Record set |
^^^^^^^^^^^^^^^^

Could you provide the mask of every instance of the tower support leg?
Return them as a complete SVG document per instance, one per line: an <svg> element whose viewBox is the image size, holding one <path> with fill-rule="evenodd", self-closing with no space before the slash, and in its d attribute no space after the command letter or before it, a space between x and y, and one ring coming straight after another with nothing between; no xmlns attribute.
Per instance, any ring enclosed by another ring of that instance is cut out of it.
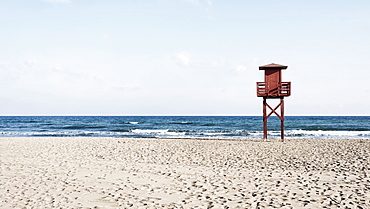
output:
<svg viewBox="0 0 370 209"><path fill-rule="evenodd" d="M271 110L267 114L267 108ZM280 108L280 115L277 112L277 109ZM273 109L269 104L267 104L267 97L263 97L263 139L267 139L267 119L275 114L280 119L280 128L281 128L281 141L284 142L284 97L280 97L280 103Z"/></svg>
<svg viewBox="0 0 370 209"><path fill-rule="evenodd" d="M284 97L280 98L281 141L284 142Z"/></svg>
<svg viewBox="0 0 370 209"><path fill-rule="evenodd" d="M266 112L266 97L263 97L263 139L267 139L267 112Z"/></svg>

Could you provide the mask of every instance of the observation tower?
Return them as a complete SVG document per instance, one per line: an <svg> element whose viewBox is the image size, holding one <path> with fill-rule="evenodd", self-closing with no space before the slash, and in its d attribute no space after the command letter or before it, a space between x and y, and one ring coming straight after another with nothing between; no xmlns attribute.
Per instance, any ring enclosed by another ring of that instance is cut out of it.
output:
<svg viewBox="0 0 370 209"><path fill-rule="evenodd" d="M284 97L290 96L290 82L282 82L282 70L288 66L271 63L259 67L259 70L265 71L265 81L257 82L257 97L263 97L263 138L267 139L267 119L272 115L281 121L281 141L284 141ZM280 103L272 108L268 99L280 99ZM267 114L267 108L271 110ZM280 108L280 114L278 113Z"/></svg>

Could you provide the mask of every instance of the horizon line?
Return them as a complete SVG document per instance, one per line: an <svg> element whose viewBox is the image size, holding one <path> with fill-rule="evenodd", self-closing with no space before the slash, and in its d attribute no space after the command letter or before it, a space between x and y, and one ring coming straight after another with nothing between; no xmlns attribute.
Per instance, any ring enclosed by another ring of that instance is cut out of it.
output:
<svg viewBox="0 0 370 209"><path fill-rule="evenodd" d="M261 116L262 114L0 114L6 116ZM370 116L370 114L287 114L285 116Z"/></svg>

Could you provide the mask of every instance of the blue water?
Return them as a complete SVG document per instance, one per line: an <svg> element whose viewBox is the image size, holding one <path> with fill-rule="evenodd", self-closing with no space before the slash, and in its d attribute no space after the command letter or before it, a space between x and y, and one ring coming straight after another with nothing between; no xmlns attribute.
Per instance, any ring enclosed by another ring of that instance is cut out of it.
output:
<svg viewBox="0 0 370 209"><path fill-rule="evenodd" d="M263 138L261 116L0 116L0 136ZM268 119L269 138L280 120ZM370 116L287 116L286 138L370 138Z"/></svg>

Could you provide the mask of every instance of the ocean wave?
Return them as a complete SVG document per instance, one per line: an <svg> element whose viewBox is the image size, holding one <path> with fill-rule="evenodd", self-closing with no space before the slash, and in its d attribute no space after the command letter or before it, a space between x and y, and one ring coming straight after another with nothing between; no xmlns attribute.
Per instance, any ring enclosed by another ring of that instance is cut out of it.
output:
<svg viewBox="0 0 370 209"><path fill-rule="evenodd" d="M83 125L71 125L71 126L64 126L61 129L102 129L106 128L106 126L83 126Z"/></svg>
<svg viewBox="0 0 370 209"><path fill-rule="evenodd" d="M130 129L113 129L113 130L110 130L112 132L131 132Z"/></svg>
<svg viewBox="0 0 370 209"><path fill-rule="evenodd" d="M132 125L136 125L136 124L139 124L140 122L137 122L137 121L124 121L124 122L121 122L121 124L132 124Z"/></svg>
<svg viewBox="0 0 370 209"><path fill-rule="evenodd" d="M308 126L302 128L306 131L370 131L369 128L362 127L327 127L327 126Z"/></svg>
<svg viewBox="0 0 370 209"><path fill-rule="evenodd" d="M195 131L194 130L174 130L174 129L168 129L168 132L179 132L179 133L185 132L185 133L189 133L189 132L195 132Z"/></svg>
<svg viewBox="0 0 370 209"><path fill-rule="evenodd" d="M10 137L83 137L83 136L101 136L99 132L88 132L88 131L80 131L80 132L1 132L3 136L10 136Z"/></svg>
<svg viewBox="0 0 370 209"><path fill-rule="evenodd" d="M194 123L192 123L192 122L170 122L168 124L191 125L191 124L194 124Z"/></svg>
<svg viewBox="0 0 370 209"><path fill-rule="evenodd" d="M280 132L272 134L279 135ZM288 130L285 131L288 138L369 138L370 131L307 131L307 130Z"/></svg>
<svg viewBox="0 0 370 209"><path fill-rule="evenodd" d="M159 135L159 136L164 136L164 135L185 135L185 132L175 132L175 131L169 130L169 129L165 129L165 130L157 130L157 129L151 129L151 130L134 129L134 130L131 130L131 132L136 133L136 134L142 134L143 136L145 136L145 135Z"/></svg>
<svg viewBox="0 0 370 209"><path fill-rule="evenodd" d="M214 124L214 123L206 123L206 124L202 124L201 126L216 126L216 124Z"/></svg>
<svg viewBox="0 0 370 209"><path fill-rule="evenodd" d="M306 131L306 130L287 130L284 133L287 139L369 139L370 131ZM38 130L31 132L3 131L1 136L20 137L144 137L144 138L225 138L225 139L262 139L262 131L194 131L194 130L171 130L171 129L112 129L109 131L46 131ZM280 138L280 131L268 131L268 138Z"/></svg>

^^^^^^^^^^^^^^^^

Work to complete | Check each line above for "tower" and return the ones that have it.

Output for this exercise |
Could you provide the mask of every instance of the tower support leg?
Could you provide the mask of every instance of the observation tower?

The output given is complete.